**Work to complete:**
Format every line of the material below as a JSON list of strings, with one string per line and blank lines left out.

[begin Dataset excerpts]

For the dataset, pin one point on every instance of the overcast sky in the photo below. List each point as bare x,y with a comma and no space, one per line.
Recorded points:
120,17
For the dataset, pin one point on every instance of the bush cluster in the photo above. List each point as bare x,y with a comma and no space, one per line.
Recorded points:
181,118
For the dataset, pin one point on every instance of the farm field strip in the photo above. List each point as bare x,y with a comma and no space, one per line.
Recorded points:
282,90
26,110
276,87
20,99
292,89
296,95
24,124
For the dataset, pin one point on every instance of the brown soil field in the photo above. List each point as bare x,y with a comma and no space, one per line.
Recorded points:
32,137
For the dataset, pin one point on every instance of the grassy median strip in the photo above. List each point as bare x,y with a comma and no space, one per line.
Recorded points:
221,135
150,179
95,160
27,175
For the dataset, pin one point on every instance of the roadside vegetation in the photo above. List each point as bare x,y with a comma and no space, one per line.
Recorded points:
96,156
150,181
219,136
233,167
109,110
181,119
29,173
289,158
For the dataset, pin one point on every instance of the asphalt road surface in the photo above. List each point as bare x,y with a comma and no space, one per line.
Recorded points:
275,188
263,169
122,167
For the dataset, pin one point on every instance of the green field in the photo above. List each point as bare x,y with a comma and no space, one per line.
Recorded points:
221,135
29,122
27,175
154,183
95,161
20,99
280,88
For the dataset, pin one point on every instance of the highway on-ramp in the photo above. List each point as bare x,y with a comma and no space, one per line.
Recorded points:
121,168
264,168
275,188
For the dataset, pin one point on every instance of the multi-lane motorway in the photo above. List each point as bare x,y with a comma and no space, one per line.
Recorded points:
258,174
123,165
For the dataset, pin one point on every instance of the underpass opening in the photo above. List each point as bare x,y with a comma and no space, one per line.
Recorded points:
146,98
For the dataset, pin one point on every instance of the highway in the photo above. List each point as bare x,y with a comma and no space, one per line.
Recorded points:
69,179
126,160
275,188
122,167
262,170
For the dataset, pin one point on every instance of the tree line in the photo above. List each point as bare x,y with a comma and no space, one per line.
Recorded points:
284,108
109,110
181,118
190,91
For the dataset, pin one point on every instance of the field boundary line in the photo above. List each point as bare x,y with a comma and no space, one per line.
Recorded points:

[end Dataset excerpts]

**Solution to the problem:**
[
  "For the dataset, pin one point on every instance of the overcast sky in the photo below. List each point as bare x,y with a comma and no space, one per line.",
  "Recorded points:",
  "120,17",
  "For the dataset, pin one point on every instance of the bush cluster in the photo above. List each point as bare x,y with a comma and no space, one per line.",
  "Recorded points:",
  "181,118",
  "For the dataset, pin one point on every instance of the farm field strip in the photo above. List each point as bare x,y with a comma and no space, one per line.",
  "Recorded points:",
  "282,90",
  "26,110",
  "276,87",
  "20,99",
  "292,89",
  "296,95",
  "24,124",
  "For the dataset, pin one point on every instance of the brown soil field in the photo above. List each point as bare x,y with a comma and no space, one per line.",
  "Recorded points:",
  "32,137",
  "For the dataset, pin one point on every instance of the grassy median strip in the photo above. List each point as bare x,y with a comma and no space, one per line.",
  "Recorded points:",
  "221,135",
  "150,179",
  "95,160",
  "27,175",
  "For the dataset, pin one point on every instance of the roadside vegetation in the photo above. List each point as bare x,y with a comma and no space, one per line.",
  "Recorded points:",
  "96,156",
  "150,181",
  "219,136",
  "233,167",
  "109,110",
  "181,119",
  "29,173",
  "289,158",
  "For the dataset, pin one point on every instance of the asphalt road surface in the photo above. List each point as bare x,y with a comma and no space, one per line.",
  "Recorded points:",
  "275,188",
  "263,169",
  "122,167",
  "For the dataset, pin one point on every instance of the green field in the photo above. List each point as bare x,y with a comma and no space, one per line.",
  "Recorded points:",
  "221,135",
  "29,122",
  "27,175",
  "154,183",
  "95,161",
  "20,99",
  "280,88",
  "For the dataset, pin one point on every instance of the highway on-ramp in the photo above. List each point as bare x,y with a comma and no space, one per line.",
  "Recorded points:",
  "121,168",
  "264,168",
  "275,188",
  "For the dataset, pin one point on every instance of the multi-lane motorway in the photo above. List each point as bare x,y with a comma and no space, one per line.",
  "Recorded points:",
  "258,174",
  "123,165",
  "For the dataset, pin one point on every instance of the underpass opening in the photo above. List each point as bare x,y with a comma and no space, one per line.",
  "Recorded points:",
  "146,98",
  "For the dataset, pin one point on every instance of the highway in the photo above. List each point as bare x,y with a comma and no space, one per line.",
  "Recorded points:",
  "69,179",
  "126,160",
  "275,188",
  "122,167",
  "262,170",
  "For the dataset, pin one point on every instance of the tree line in the photo above. List each point as bare x,y with a comma and no space, one per line.",
  "Recorded points:",
  "284,108",
  "109,110",
  "181,118",
  "190,91",
  "For the dataset, pin one point on every instance of the field boundary line in the photo above. List each point as bare x,y with a comma and no space, one per line.",
  "Recorded points:"
]